* **WORK REQUIRED**
Copy out all of the lines below word for word.
[start of SOURCE DATA]
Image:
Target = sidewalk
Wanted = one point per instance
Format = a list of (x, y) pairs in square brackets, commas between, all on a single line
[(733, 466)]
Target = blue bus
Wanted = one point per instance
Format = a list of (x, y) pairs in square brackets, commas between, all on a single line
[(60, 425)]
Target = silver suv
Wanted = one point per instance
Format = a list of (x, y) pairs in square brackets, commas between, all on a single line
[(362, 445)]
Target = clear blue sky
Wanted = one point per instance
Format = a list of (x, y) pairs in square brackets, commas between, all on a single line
[end of SOURCE DATA]
* **EXERCISE RESULT**
Image:
Target = sidewalk
Wanted = one point per instance
Format = a list of (x, y) pairs in square brackets, commas between, all on a single line
[(733, 466)]
Target = blue bus
Wanted = one point per instance
Format = a list of (x, y) pairs in square brackets, commas between, all on a single line
[(60, 425)]
Target = silver suv
Wanted = one point per instance
Format = a list of (x, y) pairs in square brackets, commas between, all on a single line
[(362, 445)]
Target = clear blue sky
Wanted = one point per instance
Format = a list of (x, y) pairs in square brackets, commas between, all on a single line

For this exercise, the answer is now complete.